(Extract)
Marcel Simon as a child
This is me, Marcel Simon. I was born in the village of Bosanci on the 23rd February 1940. My Jewish name is Mendel. They called me Marcel in the family. I only have a brother, his name is Benito Simon, but they call him Beno. My brother was born in Suceava on the 28th July, 1941, he is 1 year and 4 months younger than me.
From the 9th October 1941 until 15th April 1945 we were deported to Transnistria. So if the deportation was in October 1941, I was one year and 8 months old, and my brother was younger than 3 months. We were in a place called Sargorod, together with my parents, my brother, my maternal grandfather, my uncle Max Gingold and his wife and daughter, my aunt, my cousin and my mother's two cousins, Ghizela and Loti Strominger, and hundreds of other Jews.
My father told me what I am telling you. What can a one and a half years old child remember? I don't know what we lived of. We got some support from different places, they worked by the day. Mr. Pietraru, our former president of the community told me, he was 20 years old, he worked at a flock, had different jobs. But there were very difficult circumstances, lice filled us, people died one by one, because of the misery, froze to death, starved to death and died of illnesses. There weren't medicines, illnesses cut down the people. My father suffered of petechial typhus, he lost his toes, became handicapped.
Then there were the bombings when the German army passed, because the Russians were a couple kilometers behind them. And my father told me that there was a horrible bombing at that time, when everyone pulled back. We couldn't hide, both my father's legs were wounded, we were small children, and then he said: 'Come what it may!' And father told me that a German came in, I was small, blond, he took me in his arms and he started to cry and said that he had a child just like that at home and that the war was cruel and cursed. There were humans among them, too, not all the German army was made up of SS.

(Data provided)
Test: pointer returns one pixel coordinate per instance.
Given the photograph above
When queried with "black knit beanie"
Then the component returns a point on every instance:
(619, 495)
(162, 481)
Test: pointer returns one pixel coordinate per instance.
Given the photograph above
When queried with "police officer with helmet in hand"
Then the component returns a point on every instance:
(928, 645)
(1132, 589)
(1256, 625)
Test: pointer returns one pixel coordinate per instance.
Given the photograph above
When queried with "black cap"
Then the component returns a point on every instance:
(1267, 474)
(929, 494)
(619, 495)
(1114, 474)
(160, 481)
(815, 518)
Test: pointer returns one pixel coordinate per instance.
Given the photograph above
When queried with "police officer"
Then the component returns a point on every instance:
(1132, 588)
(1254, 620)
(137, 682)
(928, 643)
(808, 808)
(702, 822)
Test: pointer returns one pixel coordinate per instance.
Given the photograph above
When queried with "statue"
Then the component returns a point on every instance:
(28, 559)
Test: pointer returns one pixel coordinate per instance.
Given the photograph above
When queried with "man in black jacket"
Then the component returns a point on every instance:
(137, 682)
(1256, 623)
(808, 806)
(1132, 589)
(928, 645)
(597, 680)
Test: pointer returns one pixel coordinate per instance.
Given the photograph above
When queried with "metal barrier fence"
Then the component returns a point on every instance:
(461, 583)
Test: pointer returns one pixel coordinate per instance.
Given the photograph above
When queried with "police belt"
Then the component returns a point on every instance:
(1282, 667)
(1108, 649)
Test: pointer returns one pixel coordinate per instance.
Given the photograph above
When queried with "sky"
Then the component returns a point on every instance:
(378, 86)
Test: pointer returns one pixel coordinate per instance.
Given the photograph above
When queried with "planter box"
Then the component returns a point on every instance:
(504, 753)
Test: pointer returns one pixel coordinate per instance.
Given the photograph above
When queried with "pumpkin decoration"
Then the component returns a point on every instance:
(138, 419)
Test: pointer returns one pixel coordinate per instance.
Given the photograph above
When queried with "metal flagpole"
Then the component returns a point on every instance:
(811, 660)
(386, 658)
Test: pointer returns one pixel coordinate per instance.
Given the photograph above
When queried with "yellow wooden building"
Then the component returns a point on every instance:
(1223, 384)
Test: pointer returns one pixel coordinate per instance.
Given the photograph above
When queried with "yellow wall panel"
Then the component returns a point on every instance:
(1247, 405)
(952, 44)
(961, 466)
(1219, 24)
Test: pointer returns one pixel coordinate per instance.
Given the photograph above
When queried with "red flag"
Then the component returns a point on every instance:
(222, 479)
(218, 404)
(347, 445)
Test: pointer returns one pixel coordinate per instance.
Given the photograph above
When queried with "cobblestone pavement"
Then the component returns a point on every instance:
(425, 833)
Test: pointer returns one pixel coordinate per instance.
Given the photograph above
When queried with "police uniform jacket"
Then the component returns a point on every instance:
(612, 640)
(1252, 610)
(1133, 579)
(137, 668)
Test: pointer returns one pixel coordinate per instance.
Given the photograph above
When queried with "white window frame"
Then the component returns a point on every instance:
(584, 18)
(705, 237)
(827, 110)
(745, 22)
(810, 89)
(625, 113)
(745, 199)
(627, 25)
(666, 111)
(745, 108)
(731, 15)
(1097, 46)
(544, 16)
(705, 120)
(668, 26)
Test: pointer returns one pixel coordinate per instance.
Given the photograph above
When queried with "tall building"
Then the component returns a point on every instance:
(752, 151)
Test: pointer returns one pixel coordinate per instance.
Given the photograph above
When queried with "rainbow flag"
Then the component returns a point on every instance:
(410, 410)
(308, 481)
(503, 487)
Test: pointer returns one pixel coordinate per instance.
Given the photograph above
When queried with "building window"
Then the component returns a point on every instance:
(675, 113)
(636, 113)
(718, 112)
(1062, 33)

(Prompt A)
Using the account of Marcel Simon's childhood, answer each question on its own line:
(i) Where and on what date was Marcel's brother born?
(ii) What was the name of the place in Transnistria where the family stayed?
(iii) What illness did Marcel's father suffer from?
(Prompt B)
Can you retype the account of Marcel Simon's childhood, everything from "Then there were" down to "made up of SS.", with no changes?

(Your solution A)
(i) In Suceava, on the 28th July, 1941.
(ii) Sargorod.
(iii) Petechial typhus.

(Your solution B)
Then there were the bombings when the German army passed, because the Russians were a couple kilometers behind them. And my father told me that there was a horrible bombing at that time, when everyone pulled back. We couldn't hide, both my father's legs were wounded, we were small children, and then he said: 'Come what it may!' And father told me that a German came in, I was small, blond, he took me in his arms and he started to cry and said that he had a child just like that at home and that the war was cruel and cursed. There were humans among them, too, not all the German army was made up of SS.